Aim of the exercise - Below are the entries; tally the lines holding the string "trace" and give only that figure.

Input for this task -
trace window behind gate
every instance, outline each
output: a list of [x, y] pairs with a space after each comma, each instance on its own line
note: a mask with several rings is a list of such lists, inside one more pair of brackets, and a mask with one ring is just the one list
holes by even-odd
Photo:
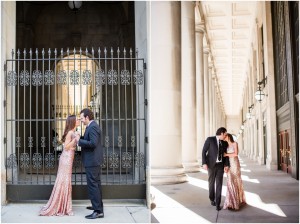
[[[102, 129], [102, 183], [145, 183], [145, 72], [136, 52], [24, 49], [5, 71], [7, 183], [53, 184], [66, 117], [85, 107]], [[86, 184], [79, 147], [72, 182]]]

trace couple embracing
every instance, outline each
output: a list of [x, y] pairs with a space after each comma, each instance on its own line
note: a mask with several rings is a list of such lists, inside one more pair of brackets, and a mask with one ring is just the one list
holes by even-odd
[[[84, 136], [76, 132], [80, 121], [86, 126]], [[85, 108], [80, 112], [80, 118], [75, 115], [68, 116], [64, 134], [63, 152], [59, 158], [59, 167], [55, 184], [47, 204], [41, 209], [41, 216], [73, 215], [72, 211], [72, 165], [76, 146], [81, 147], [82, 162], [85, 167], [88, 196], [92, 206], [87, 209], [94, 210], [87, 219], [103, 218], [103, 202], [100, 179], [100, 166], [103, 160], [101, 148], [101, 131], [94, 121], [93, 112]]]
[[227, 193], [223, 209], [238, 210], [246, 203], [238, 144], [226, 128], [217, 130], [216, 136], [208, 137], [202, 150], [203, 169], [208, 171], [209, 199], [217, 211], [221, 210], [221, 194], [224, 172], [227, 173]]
---
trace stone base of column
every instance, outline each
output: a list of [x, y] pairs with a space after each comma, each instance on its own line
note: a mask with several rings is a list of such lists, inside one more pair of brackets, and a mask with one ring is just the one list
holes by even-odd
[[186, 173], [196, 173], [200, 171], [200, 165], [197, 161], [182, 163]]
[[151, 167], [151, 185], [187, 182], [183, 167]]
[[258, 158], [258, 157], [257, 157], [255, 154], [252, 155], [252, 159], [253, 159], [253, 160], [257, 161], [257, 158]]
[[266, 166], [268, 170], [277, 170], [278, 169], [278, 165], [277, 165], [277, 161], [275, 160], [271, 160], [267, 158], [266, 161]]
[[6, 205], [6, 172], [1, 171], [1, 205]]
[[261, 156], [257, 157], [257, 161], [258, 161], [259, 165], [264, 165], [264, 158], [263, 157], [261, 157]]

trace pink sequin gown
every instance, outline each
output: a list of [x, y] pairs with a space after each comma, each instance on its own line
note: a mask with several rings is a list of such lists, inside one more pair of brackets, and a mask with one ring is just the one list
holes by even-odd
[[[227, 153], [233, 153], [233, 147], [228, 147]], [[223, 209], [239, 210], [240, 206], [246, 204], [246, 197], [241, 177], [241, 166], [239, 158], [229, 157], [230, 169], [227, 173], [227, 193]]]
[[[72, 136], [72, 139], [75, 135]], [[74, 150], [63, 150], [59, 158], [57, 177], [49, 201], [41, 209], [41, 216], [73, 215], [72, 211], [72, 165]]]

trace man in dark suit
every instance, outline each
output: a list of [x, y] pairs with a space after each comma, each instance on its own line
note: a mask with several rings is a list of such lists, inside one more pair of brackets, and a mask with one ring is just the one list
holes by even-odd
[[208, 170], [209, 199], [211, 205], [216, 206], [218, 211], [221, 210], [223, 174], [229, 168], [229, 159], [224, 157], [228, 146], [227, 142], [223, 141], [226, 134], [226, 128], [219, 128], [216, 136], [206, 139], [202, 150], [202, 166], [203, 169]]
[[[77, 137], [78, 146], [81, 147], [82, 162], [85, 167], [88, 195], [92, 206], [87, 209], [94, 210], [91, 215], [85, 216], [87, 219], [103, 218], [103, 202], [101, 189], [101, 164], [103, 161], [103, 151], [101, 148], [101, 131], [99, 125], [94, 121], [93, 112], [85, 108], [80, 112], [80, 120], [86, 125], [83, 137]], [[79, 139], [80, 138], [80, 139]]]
--
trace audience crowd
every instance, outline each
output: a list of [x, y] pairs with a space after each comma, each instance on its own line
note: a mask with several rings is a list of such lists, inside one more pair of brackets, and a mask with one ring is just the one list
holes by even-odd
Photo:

Output for this task - 6